-------- GIVEN DATA

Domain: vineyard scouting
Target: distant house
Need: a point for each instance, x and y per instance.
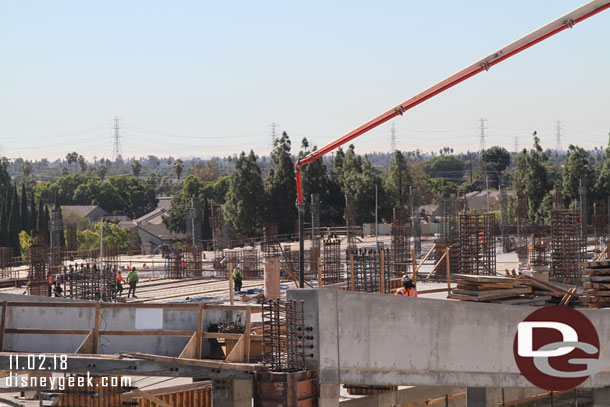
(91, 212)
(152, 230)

----------------
-------- GIVEN DATA

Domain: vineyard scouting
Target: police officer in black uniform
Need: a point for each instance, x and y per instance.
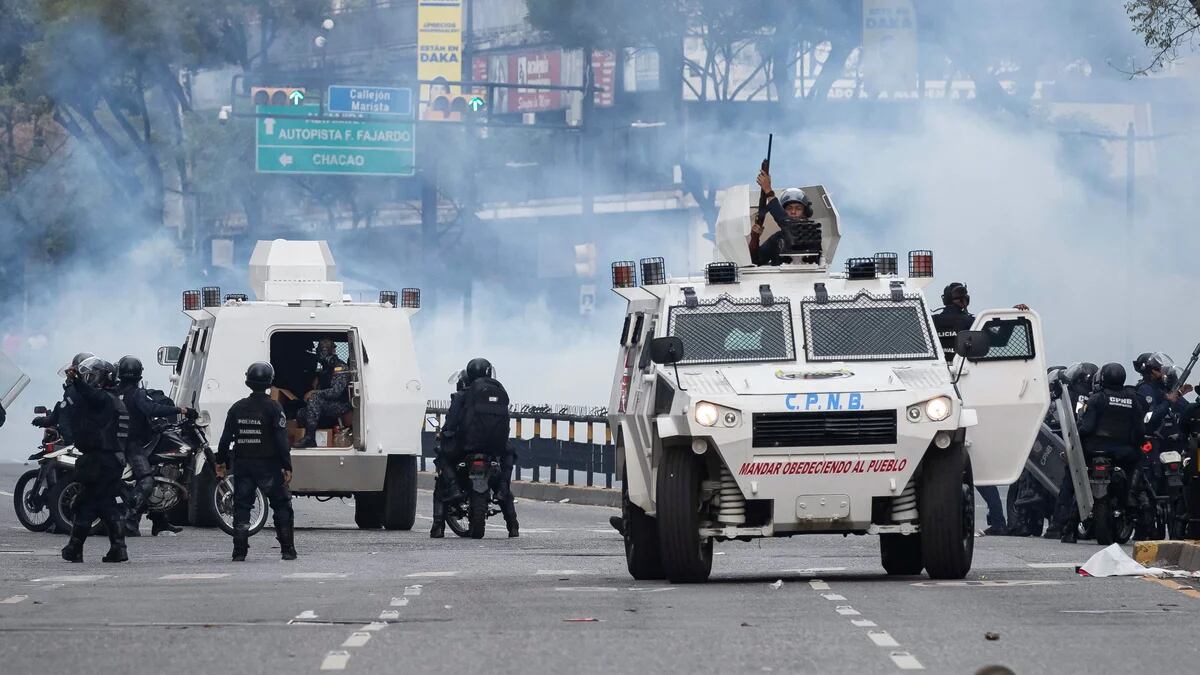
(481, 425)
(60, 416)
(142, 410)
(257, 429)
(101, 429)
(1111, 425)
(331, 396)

----------------
-------- GIVEN DATA

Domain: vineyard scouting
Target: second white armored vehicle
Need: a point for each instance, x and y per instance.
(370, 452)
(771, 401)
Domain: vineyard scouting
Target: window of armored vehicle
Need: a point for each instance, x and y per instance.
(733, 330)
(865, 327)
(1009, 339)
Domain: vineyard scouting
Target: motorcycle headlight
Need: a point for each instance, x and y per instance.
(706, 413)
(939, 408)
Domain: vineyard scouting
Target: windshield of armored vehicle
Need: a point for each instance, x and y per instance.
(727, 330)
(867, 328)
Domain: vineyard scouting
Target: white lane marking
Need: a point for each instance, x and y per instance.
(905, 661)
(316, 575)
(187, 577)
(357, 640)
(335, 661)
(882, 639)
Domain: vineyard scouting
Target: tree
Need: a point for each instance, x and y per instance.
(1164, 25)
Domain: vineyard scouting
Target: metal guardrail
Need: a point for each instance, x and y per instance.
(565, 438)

----------------

WHAT YOU WILL DO: Find each line in the material above that contains the word "vehicle", and copy those lines out in full.

RESULT OF THIS EXERCISE:
Target: second white armored vehicle
Target: window of armored vehicle
Target: windshield of armored vehicle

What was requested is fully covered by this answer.